Page excerpt
The dilemma facing the true grass-roots tea party believers -- the dilemma they do not acknowledge -- is that their primary goal of whittling and whacking away at big government undercuts their secondary goal of saving the middle class from the greedy grip of big corporations.
If Democrats have a unifying philosophy, it is that government needs to be effective enough to curtail the economic and environmental abuses of unfettered capitalism. Republicans, on the other hand, preach the dogma that smaller government and unrestricted corporate power serves the best interests of the common man and woman.
The tea party folks have largely bought into that belief, but still are uncomfortable with Republicans who appear to be too much in thrall to big business. That is partly why a big tea party effort was mounted against Senate Minority Leader Mitch McConnell in Kentucky’s Republican primary. McConnell was rightly seen as the epitome of the GOP establishment that the tea partiers so disdain. Yet, even with major support from national tea party organizations, such as FreedomWorks and the Senate Conservatives Fund, challenger Matt Bevin could not depose the incumbent senator.

Brief 1
In the commentary excerpt, who challenged Mitch McConnell in Kentucky's Republican primary?
The text and the records come from unrelated sources.

(Segmentation annotation records)

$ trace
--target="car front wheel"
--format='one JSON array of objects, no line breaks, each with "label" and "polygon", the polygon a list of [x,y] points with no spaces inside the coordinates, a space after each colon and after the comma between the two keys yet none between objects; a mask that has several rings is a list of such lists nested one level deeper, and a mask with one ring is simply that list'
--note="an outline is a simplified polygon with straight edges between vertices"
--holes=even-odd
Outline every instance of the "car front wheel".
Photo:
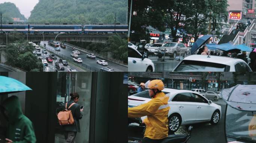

Brief 2
Switch "car front wheel" to "truck front wheel" everywhere in the records and write out their lines again with nothing else changed. Leave the pictures out of your answer.

Written answer 1
Matt Bevin

Written answer 2
$ trace
--target="truck front wheel"
--format='one JSON array of objects, no line breaks, each with "label" and "polygon", the polygon a list of [x,y] points with no spaces inside the coordinates, a space after each colon and after the comma between the two keys yet none between objects; a mask that has several rings is a list of such lists nested one level deeper, and a mask with one ring is simply that list'
--note="an outline is a simplified polygon with straight edges between vertices"
--holes=even-odd
Outline every instance of the "truck front wheel".
Photo:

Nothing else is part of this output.